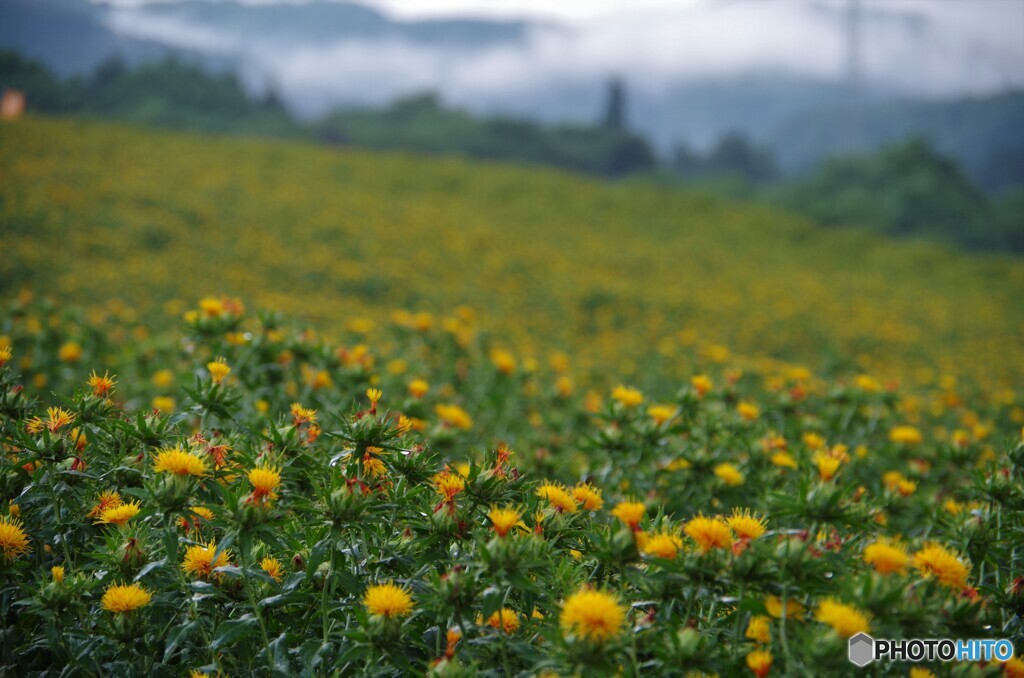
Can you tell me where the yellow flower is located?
[683,515,732,553]
[153,448,207,477]
[864,539,910,575]
[814,452,843,482]
[181,542,230,579]
[745,615,771,645]
[490,348,516,374]
[913,543,971,589]
[0,515,29,562]
[96,500,141,525]
[771,452,797,468]
[889,426,925,444]
[487,506,526,537]
[409,379,430,398]
[487,607,519,634]
[57,341,82,363]
[248,466,281,504]
[725,508,768,539]
[640,534,683,558]
[259,557,284,582]
[559,589,626,643]
[85,370,118,397]
[362,584,413,618]
[292,402,316,426]
[736,400,761,421]
[434,469,466,502]
[99,584,153,615]
[647,405,676,426]
[86,490,121,518]
[746,649,774,678]
[611,385,643,408]
[611,502,647,529]
[206,357,231,384]
[150,395,177,415]
[572,482,604,511]
[715,464,743,488]
[765,596,807,620]
[690,374,714,397]
[814,598,871,638]
[537,482,577,513]
[803,431,825,451]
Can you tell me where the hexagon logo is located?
[849,633,874,667]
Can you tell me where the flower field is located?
[0,120,1024,677]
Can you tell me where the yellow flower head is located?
[96,500,141,525]
[771,452,797,468]
[362,584,413,618]
[259,557,284,582]
[86,490,122,518]
[814,452,843,482]
[153,448,207,477]
[0,515,29,562]
[715,464,743,488]
[559,589,626,643]
[640,533,683,558]
[611,385,643,408]
[683,515,732,553]
[409,379,430,398]
[572,482,604,511]
[487,607,519,634]
[736,400,761,421]
[864,539,910,575]
[181,542,230,579]
[745,615,771,645]
[248,466,281,503]
[487,506,525,537]
[647,405,676,426]
[434,469,466,502]
[725,508,768,539]
[206,357,231,384]
[57,341,82,363]
[746,649,774,678]
[85,370,118,397]
[814,598,871,638]
[490,348,516,374]
[99,584,153,615]
[292,402,316,426]
[889,426,925,444]
[690,374,714,397]
[611,502,647,529]
[913,543,971,589]
[537,482,577,513]
[765,596,807,620]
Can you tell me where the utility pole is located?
[846,0,864,151]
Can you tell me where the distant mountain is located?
[0,0,175,75]
[764,91,1024,190]
[109,0,531,48]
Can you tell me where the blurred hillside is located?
[0,0,1024,192]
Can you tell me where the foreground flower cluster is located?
[0,298,1024,677]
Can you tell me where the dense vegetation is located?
[0,116,1024,678]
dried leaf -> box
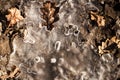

-*-

Reproduce everything from the line containing "Can you tell me where the dense" down to the end of the listing above, requests included, with every bounding-box coordinate in the answers multiplied by 2 and rounded to a whole number, halves up. Give only those lines, and omit the pictures.

Can you tell me where the dense vegetation is located?
[0,232,2048,1356]
dried leaf -> box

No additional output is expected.